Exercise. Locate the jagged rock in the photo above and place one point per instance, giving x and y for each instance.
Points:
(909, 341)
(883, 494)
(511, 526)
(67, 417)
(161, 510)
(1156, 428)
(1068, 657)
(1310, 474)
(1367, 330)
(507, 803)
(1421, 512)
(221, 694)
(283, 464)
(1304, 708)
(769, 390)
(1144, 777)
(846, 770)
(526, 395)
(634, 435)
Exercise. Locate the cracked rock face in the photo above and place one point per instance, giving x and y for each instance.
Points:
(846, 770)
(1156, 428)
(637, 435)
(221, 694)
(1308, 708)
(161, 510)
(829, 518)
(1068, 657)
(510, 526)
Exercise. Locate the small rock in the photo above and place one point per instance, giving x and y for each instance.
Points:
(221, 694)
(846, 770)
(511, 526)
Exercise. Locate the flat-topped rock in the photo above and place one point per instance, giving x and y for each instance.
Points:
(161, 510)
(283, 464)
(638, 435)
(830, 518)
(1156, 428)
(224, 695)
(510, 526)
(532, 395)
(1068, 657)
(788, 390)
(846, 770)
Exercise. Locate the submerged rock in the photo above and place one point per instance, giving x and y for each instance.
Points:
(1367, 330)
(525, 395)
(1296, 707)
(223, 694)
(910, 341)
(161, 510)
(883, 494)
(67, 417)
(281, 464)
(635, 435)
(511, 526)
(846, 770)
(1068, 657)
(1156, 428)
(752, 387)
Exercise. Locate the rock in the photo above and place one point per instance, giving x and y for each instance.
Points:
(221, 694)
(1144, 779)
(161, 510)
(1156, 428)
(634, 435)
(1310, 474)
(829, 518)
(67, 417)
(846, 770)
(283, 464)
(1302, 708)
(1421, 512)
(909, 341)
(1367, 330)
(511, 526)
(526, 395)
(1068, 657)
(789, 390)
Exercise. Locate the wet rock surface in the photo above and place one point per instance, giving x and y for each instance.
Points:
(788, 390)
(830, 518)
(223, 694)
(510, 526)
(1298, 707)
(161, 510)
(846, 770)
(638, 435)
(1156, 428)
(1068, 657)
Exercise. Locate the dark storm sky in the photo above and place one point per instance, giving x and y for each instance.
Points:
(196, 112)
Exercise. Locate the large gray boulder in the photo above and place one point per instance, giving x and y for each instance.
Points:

### STATED GOAL
Please render every line of the records above as a Markdown table with the columns Row and Record line, numbering the rows and leaving out any blank lines.

### RESPONSE TO THE EXERCISE
| Row | Record line |
|---|---|
| 1 | Exercise. Locate the jagged rock in the photo above and place one point per instance, giving x and y for each instance. |
| 2 | Points: |
| 3 | (909, 341) |
| 4 | (883, 494) |
| 5 | (511, 526) |
| 6 | (67, 417) |
| 7 | (161, 510) |
| 8 | (1156, 428) |
| 9 | (1068, 657) |
| 10 | (1310, 474) |
| 11 | (1367, 330) |
| 12 | (507, 803) |
| 13 | (1421, 512) |
| 14 | (221, 694) |
| 15 | (283, 464) |
| 16 | (1304, 708) |
| 17 | (769, 390) |
| 18 | (1144, 777) |
| 19 | (846, 770) |
| 20 | (526, 395) |
| 21 | (634, 435) |
| 22 | Exercise. Locate the cracked rock face in the photo above and place one point per instance, giving x and y for each instance. |
| 23 | Points: |
| 24 | (846, 770) |
| 25 | (1156, 428) |
| 26 | (637, 435) |
| 27 | (221, 694) |
| 28 | (1308, 708) |
| 29 | (161, 510) |
| 30 | (829, 518) |
| 31 | (1068, 657) |
| 32 | (510, 526) |
| 33 | Exercise. Locate the small rock in the photo above and place one point per instance, giving x and y for each instance. |
| 34 | Points: |
| 35 | (221, 694) |
| 36 | (846, 770) |
| 37 | (511, 526) |
| 38 | Exercise. Locate the flat-topped rock in the photo above and place one point per instance, giving x and y for each instance. |
| 39 | Points: |
| 40 | (161, 510) |
| 41 | (283, 464) |
| 42 | (638, 435) |
| 43 | (830, 518) |
| 44 | (1156, 428) |
| 45 | (224, 695) |
| 46 | (510, 526) |
| 47 | (532, 395) |
| 48 | (1068, 657) |
| 49 | (788, 390) |
| 50 | (846, 770) |
| 51 | Exercise. Locate the submerged rock in the photo above and place one point per instance, giving x and y for each instance. |
| 52 | Points: |
| 53 | (1367, 330) |
| 54 | (525, 395) |
| 55 | (1296, 707) |
| 56 | (223, 694) |
| 57 | (910, 341) |
| 58 | (161, 510) |
| 59 | (883, 494) |
| 60 | (67, 417) |
| 61 | (281, 464) |
| 62 | (635, 435) |
| 63 | (511, 526) |
| 64 | (846, 770) |
| 65 | (1068, 657) |
| 66 | (1156, 428) |
| 67 | (752, 387) |
| 68 | Exercise. Locate the rock in the photo above and place one point per instance, giving x and y for each instance. |
| 69 | Points: |
| 70 | (221, 694) |
| 71 | (1144, 779) |
| 72 | (161, 510) |
| 73 | (1156, 428) |
| 74 | (634, 435) |
| 75 | (1310, 474) |
| 76 | (829, 518) |
| 77 | (67, 417) |
| 78 | (846, 770) |
| 79 | (283, 464) |
| 80 | (1302, 708) |
| 81 | (1421, 512) |
| 82 | (909, 341) |
| 83 | (1367, 330) |
| 84 | (511, 526) |
| 85 | (526, 395) |
| 86 | (1068, 657) |
| 87 | (789, 390) |
| 88 | Exercise. Locate the wet rock surface in the photo above and place one point per instance, giving x and y for each instance. |
| 89 | Points: |
| 90 | (788, 390) |
| 91 | (830, 518) |
| 92 | (223, 694) |
| 93 | (510, 526) |
| 94 | (1298, 707) |
| 95 | (161, 510) |
| 96 | (846, 770) |
| 97 | (638, 435) |
| 98 | (1156, 428) |
| 99 | (1068, 657) |
| 100 | Exercise. Locate the dark storm sky in the photo above and place one point per instance, giving x and y for each instance. |
| 101 | Points: |
| 102 | (196, 112) |
| 103 | Exercise. Locate the large gray boulder in the photo above and place one point per instance, giving x and y for each instance. |
| 104 | Points: |